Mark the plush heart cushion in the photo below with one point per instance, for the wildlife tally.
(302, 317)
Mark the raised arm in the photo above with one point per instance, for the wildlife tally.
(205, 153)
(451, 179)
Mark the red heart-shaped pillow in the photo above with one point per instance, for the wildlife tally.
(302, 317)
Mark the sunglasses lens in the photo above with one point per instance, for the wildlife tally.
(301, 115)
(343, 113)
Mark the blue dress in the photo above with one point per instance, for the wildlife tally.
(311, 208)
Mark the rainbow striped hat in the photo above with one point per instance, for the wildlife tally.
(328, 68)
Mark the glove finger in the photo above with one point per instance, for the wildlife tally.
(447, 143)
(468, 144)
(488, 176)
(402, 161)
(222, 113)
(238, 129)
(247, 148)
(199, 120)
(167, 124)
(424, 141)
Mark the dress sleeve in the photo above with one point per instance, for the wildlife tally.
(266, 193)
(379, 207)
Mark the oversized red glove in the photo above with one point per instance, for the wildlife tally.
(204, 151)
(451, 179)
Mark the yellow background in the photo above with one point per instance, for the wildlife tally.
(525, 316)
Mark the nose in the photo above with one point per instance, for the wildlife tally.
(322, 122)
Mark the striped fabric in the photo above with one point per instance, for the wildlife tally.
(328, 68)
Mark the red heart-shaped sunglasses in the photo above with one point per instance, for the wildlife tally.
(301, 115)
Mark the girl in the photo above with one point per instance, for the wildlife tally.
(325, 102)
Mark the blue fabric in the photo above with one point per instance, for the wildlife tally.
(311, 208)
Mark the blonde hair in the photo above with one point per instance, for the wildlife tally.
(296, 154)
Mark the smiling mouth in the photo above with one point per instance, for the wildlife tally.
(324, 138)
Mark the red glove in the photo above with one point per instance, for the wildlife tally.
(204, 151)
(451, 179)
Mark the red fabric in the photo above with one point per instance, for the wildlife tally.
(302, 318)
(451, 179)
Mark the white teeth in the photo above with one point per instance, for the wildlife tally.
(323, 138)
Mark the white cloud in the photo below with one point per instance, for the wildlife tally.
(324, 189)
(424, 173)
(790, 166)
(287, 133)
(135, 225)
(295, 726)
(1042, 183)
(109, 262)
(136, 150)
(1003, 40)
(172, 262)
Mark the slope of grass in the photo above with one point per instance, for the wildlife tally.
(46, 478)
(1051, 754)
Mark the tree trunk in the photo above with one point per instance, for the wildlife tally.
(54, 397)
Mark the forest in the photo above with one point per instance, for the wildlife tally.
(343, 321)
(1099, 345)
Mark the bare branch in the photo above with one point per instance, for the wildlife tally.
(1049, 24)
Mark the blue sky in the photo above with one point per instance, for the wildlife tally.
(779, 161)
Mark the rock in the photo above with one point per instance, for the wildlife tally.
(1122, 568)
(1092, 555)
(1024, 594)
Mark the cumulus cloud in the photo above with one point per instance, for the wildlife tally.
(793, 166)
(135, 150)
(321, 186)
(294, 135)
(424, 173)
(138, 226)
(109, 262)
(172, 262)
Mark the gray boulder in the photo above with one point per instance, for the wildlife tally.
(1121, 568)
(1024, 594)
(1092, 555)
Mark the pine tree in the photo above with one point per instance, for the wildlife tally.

### STATED TASK
Starting at the line that contains "Mark the forest", copy each line exactly through the end of the listing above. Include that first line and the last one, and add nothing.

### WRITTEN SOLUTION
Mark the forest in the photo above with one point per instance, for the wildlife tally.
(343, 321)
(1099, 345)
Mark the bare branch in the photo above with one point per instance, for the wildlife tally.
(1049, 24)
Mark the blue sky in the photo above with one point per instance, for the wildlife tally.
(779, 161)
Mark the rock in the photo above with one point per instance, for the wildlife tally.
(1122, 568)
(1092, 555)
(1024, 594)
Mark the cumulus cloud in the photo above with one point per instance, for the wildlife tally.
(793, 166)
(135, 150)
(321, 186)
(294, 135)
(424, 173)
(138, 226)
(109, 262)
(172, 262)
Mark the gray boulder in the photo above with one point per instance, for the wildlife tally.
(1121, 568)
(1024, 594)
(1092, 555)
Mark the pine tree in the photo above with one point per instance, for the wildlife tally.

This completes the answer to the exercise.